_THE REQUEST:_ Show every line of the listing below that contains the string "knife". Case counts.

_DATA PROVIDED:_
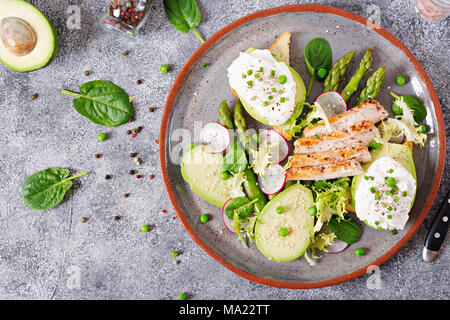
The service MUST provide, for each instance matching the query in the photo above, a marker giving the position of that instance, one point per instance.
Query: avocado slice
(300, 96)
(202, 171)
(400, 152)
(295, 201)
(28, 40)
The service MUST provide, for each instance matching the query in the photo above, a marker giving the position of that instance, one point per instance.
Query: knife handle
(438, 230)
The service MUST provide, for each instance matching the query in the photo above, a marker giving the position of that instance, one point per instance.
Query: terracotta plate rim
(273, 11)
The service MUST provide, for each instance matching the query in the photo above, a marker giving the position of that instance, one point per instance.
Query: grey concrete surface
(54, 255)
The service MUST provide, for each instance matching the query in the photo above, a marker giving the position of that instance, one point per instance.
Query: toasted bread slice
(280, 48)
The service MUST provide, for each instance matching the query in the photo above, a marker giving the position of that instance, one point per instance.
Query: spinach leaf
(318, 56)
(235, 160)
(345, 230)
(45, 189)
(103, 103)
(184, 15)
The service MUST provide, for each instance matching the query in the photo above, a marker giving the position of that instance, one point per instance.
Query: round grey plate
(198, 91)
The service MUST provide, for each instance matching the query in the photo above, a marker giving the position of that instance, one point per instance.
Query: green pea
(164, 68)
(102, 136)
(423, 128)
(283, 232)
(322, 73)
(312, 211)
(224, 175)
(400, 80)
(282, 79)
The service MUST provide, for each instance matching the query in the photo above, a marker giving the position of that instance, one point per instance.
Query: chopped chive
(282, 79)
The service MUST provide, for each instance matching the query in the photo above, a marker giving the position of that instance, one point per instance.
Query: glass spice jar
(126, 16)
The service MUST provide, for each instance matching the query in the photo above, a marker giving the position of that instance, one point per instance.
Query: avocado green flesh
(47, 40)
(300, 95)
(295, 201)
(202, 171)
(400, 152)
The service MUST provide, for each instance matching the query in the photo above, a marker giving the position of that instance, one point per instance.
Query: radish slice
(280, 149)
(273, 180)
(337, 247)
(332, 103)
(226, 221)
(215, 135)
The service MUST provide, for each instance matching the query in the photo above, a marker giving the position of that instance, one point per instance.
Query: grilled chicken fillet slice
(370, 110)
(359, 134)
(358, 153)
(326, 171)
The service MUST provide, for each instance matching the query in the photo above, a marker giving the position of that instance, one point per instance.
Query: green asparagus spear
(241, 125)
(361, 73)
(373, 85)
(337, 73)
(225, 117)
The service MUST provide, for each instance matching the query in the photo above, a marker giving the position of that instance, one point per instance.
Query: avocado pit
(18, 37)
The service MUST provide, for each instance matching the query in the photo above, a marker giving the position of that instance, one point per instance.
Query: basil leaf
(318, 55)
(45, 189)
(184, 15)
(103, 103)
(235, 160)
(345, 230)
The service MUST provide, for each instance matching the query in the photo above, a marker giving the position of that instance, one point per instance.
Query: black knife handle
(438, 230)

_FINISHED TASK:_
Query: knife handle
Query: black knife handle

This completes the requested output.